▶ _Assignment_
Could you please reproduce every record below exactly, leaving out the pictures?

-=-=-

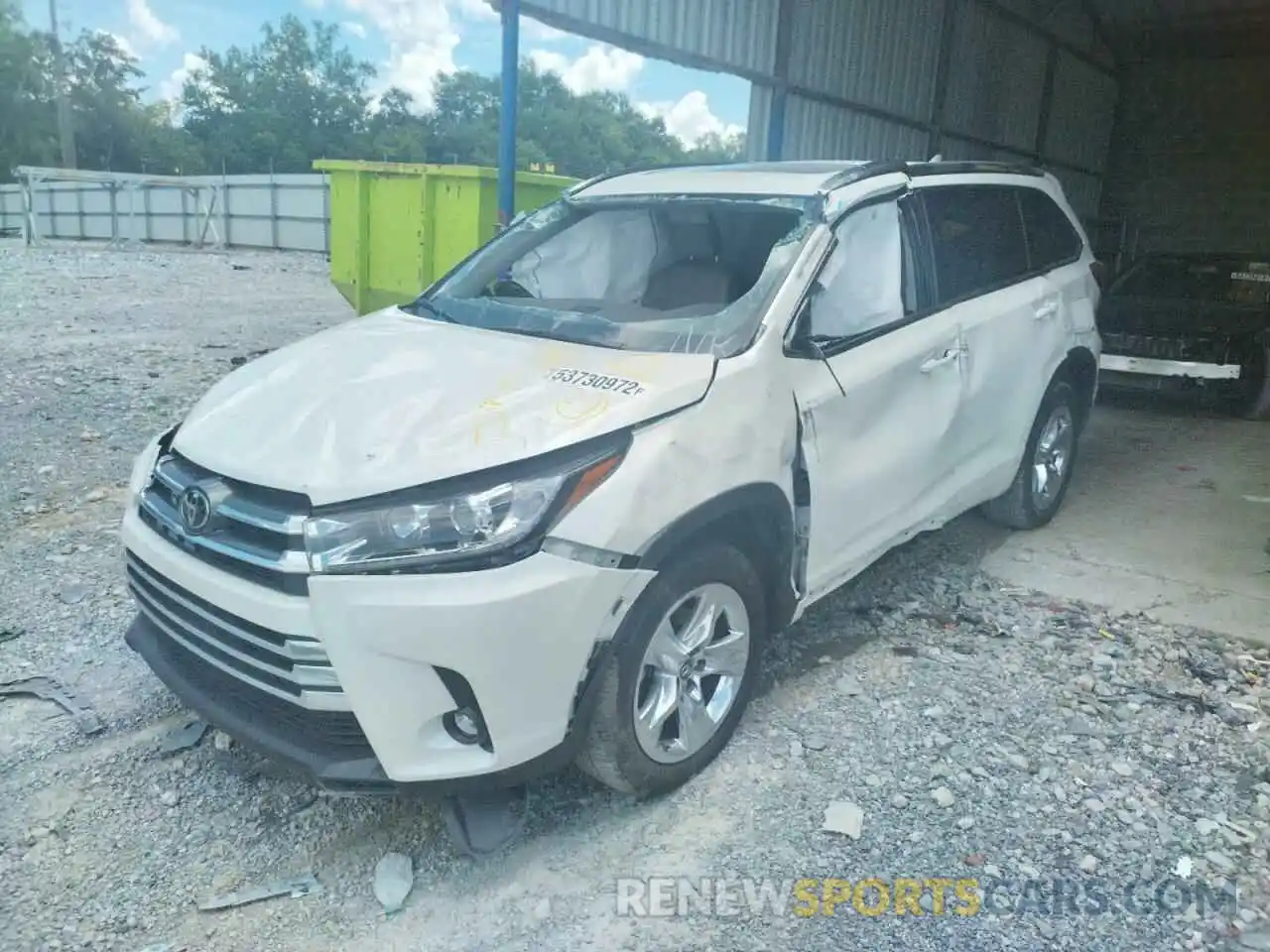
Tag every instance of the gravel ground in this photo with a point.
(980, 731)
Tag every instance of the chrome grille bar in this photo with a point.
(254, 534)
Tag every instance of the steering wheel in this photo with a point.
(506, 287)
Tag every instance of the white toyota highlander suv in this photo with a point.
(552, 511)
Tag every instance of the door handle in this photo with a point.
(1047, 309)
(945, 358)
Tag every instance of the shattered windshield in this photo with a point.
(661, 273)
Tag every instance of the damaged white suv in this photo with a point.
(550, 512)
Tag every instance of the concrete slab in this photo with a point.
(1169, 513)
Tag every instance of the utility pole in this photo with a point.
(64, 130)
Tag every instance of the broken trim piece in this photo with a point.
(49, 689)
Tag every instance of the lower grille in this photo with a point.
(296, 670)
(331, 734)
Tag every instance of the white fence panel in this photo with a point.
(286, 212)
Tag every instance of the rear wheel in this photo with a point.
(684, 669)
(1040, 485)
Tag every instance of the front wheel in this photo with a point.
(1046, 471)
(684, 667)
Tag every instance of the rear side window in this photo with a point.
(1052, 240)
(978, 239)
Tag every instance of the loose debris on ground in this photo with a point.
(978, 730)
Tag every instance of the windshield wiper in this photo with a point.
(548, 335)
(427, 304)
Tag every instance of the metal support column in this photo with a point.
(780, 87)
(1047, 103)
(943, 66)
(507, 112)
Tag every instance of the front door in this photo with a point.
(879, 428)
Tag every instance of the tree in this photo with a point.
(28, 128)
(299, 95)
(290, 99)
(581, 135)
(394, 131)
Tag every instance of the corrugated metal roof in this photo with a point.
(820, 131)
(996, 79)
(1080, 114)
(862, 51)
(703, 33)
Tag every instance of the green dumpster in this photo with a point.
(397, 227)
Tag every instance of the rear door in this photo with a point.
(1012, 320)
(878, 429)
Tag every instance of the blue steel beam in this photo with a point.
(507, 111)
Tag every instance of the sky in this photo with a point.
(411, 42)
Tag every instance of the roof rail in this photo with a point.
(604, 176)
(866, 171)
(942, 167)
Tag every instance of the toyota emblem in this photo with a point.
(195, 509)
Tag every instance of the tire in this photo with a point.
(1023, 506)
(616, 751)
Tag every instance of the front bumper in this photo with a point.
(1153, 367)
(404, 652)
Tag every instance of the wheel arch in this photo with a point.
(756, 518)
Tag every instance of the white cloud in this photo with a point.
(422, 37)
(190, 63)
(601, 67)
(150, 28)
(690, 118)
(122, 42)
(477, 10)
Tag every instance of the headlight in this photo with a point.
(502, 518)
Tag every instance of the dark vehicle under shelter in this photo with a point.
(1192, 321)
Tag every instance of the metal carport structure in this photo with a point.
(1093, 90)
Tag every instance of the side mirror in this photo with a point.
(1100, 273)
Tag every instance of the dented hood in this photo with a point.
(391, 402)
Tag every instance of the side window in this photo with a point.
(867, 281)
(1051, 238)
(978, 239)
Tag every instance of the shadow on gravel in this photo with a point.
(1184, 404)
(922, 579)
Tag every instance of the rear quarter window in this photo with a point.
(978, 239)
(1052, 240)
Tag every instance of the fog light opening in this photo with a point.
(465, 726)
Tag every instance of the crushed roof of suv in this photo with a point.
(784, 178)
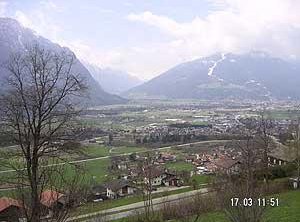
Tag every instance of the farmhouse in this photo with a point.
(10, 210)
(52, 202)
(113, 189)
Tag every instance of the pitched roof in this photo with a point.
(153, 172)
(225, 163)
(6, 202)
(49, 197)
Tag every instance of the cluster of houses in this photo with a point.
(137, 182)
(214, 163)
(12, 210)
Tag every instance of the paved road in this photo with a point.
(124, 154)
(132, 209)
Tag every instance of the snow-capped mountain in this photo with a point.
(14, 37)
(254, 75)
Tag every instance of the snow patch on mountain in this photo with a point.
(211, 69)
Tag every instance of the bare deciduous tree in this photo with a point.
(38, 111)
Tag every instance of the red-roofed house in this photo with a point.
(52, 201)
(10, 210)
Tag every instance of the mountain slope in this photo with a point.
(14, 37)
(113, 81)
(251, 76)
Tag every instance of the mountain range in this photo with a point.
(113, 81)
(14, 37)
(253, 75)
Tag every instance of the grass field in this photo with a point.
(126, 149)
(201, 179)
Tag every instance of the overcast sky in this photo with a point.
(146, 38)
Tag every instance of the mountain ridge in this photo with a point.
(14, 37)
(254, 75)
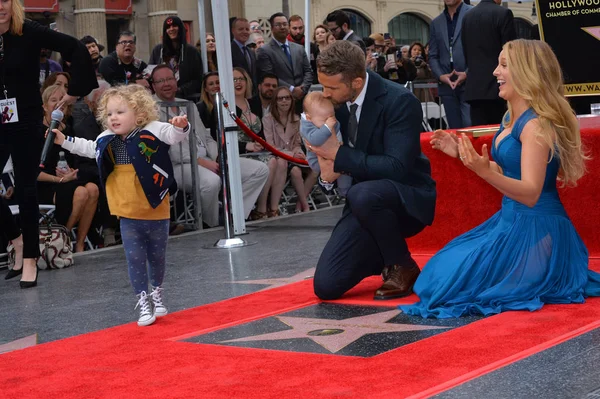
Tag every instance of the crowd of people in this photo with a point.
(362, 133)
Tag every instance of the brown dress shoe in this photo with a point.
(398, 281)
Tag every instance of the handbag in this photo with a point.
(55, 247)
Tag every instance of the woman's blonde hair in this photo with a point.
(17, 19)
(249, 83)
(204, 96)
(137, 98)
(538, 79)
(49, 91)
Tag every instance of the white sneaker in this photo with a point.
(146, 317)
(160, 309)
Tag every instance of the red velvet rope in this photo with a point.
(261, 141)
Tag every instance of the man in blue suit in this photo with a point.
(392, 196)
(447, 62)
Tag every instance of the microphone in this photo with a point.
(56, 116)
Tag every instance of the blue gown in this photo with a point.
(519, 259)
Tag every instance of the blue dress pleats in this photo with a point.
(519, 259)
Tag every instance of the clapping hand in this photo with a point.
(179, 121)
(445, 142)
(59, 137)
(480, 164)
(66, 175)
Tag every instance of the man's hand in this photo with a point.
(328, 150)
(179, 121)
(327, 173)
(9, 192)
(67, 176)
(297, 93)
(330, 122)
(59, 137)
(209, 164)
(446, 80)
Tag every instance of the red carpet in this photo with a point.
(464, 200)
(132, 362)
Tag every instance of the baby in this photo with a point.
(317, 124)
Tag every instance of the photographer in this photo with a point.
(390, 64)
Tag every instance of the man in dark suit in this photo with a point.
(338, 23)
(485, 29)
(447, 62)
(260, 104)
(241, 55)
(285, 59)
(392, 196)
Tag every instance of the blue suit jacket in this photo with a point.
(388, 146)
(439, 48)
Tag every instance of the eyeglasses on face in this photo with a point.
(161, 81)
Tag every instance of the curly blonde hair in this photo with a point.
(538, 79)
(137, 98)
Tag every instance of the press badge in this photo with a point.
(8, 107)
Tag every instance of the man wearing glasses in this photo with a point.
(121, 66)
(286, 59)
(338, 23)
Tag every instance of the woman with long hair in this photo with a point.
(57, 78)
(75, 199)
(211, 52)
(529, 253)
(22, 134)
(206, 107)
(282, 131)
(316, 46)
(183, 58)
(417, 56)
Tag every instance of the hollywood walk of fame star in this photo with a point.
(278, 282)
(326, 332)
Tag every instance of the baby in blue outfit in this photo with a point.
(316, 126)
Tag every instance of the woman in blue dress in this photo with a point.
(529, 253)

-=-=-

▶ _Problem solution_
Tag every instance of the gravel ground in this photo with a point.
(980, 731)
Tag every instance of the chrome grille bar in this photo with a point.
(254, 534)
Tag every instance of the steering wheel in this photo with a point.
(506, 287)
Tag every instance of the white toyota highlander suv in this photo with a point.
(552, 511)
Tag every instance of the door handle in this photo with a point.
(1047, 309)
(945, 358)
Tag every instance of the shattered windshield in this photo with a point.
(661, 273)
Tag every instance of the damaged white suv in this photo with a point.
(550, 512)
Tag every instance of the concrete slab in this photo with a point.
(1169, 513)
Tag every instance of the utility pole in this photo with a point.
(64, 130)
Tag every instance of the broken trim piece in this photo with a point.
(49, 689)
Tag every instance of the lower grille in this photo with a point.
(296, 670)
(331, 734)
Tag every instance of the white fence panel in this photo with a point.
(286, 212)
Tag every instance of the rear wheel in this photo with a point.
(684, 669)
(1040, 485)
Tag every instance of the front wheel in this photo with a point.
(1046, 471)
(684, 667)
Tag every instance of the rear side window in this photo with a point.
(1052, 240)
(978, 239)
Tag every instance of the loose debris on ground in this photo with a point.
(978, 730)
Tag every instance of the windshield wiper in this photo with a point.
(548, 335)
(427, 304)
Tag every instance of the metal support column in this photo with a point.
(780, 87)
(1047, 103)
(943, 66)
(507, 112)
Tag every instance of the front door in this photo with a point.
(879, 428)
Tag every instance of the tree in this photo with a point.
(28, 128)
(299, 95)
(290, 99)
(581, 135)
(394, 131)
Tag every instance of the corrugated metal roof in this photo with a point.
(820, 131)
(996, 79)
(1080, 114)
(862, 51)
(703, 33)
Tag every instance of the green dumpster in this photo with a point.
(397, 227)
Tag every instance of the rear door in this photo with a point.
(1012, 320)
(878, 429)
Tag every instance of the blue steel beam in this photo with a point.
(507, 111)
Tag every instance of the sky in this photo with a point.
(411, 42)
Tag every instance of the roof rail in this photo with a point.
(604, 176)
(866, 171)
(942, 167)
Tag every instance of the toyota emblem in this photo with a point.
(195, 509)
Tag every instance of the tire in this photo with a point.
(1023, 506)
(616, 751)
Tag every instance of the front bumper in this photo with a point.
(1153, 367)
(404, 652)
Tag every instance of the wheel arch in this photo with a point.
(756, 518)
Tag every instance of the white cloud in this photo with a point.
(422, 37)
(190, 63)
(601, 67)
(150, 28)
(690, 118)
(122, 42)
(477, 10)
Tag every instance of the headlight in this photo with a point.
(502, 518)
Tag every instance of the dark vehicle under shelter in this photo with a point.
(1192, 321)
Tag every instance of the metal carport structure in this photo with a point.
(1093, 90)
Tag every instance of the side mirror in this photo with a point.
(1100, 273)
Tag every instance of the dented hood in this photo with a point.
(391, 402)
Tag every instance of the side window in this photo with a point.
(867, 281)
(1051, 238)
(978, 239)
Tag every instance of the shadow on gravel in this photo with a point.
(1184, 404)
(922, 579)
Tag every instance of the rear quarter window in this photo with a point.
(978, 239)
(1052, 240)
Tag every instance of the fog light opening in this photo with a point.
(465, 726)
Tag every instance of the crushed roof of suv in this photo with a point.
(784, 178)
Tag every instance of the farmhouse in this photo with a point.
(10, 210)
(52, 202)
(113, 189)
Tag every instance of the pitched roof in this photo with a point.
(153, 172)
(225, 163)
(6, 202)
(49, 197)
Tag every instance of the cluster of houses in this photo with a point.
(137, 182)
(214, 163)
(12, 210)
Tag every instance of the paved road in this photo with a point.
(124, 154)
(132, 209)
Tag every instance of the snow-capped mountain in this photo with a point.
(14, 37)
(254, 75)
Tag every instance of the snow patch on mountain in this photo with a point.
(211, 69)
Tag every instance of the bare deciduous tree in this photo with a point.
(38, 111)
Tag every instance of the red-roofed house in this photo with a point.
(52, 201)
(10, 210)
Tag every instance of the mountain slope in this photo with a point.
(14, 37)
(113, 81)
(251, 76)
Tag every instance of the mountain range in this photo with a point.
(113, 81)
(14, 37)
(253, 75)
Tag every instance of the grass field in this photo with a point.
(126, 149)
(201, 179)
Tag every instance of the overcast sky in this photo with a point.
(146, 38)
Tag every instance of the mountain ridge in this photo with a point.
(14, 37)
(254, 75)
Tag every instance of the crowd of people in this photo with a point.
(362, 133)
Tag every instance of the brown dress shoe in this photo with a point.
(398, 281)
Tag every instance of the handbag in this photo with a point.
(55, 247)
Tag every instance of the woman's blonde hair in this photo with a point.
(17, 19)
(249, 83)
(204, 96)
(137, 98)
(538, 79)
(49, 91)
Tag every instance of the white sneaker in this photo with a point.
(146, 317)
(160, 309)
Tag every instance of the red velvet rope in this photo with a point.
(261, 141)
Tag every instance of the man in blue suit in this photo with a point.
(392, 196)
(447, 62)
Tag every instance of the microphone in this photo with a point.
(56, 116)
Tag every instance of the blue gown in this photo with a point.
(519, 259)
Tag every instance of the blue dress pleats in this photo with a point.
(519, 259)
Tag every instance of the clapping hand in this photo with a point.
(179, 121)
(445, 142)
(59, 137)
(480, 164)
(66, 175)
Tag every instance of the man's hand in this photo with a point.
(328, 150)
(179, 121)
(327, 173)
(9, 192)
(67, 176)
(297, 93)
(330, 122)
(59, 137)
(209, 164)
(446, 80)
Tag every instance of the red carpet in this photo with a point.
(464, 200)
(132, 362)
Tag every instance of the baby in this photo with a point.
(317, 124)
Tag every instance of the photographer in this photo with a point.
(390, 64)
Tag every instance of the man in dark suit in this photo with a point.
(338, 23)
(485, 29)
(447, 62)
(260, 104)
(241, 55)
(285, 59)
(392, 196)
Tag every instance of the blue suit jacket in this photo with a point.
(388, 146)
(439, 48)
Tag every instance of the eyeglasses on face in this photo with a point.
(161, 81)
Tag every instance of the curly blonde hair in this photo with a point.
(538, 79)
(137, 98)
Tag every instance of the press badge in this photo with a point.
(8, 107)
Tag every instance of the man wearing glasses in this photo with a point.
(121, 66)
(286, 59)
(338, 23)
Tag every instance of the woman with long hair in this photo with a point.
(57, 78)
(75, 199)
(211, 52)
(529, 253)
(22, 134)
(206, 107)
(282, 131)
(316, 46)
(183, 58)
(417, 56)
Tag every instance of the hollywood walk of fame star in this photo with a point.
(278, 282)
(326, 332)
Tag every instance of the baby in blue outfit in this photo with a point.
(316, 126)
Tag every instance of the woman in blue dress in this photo with a point.
(529, 253)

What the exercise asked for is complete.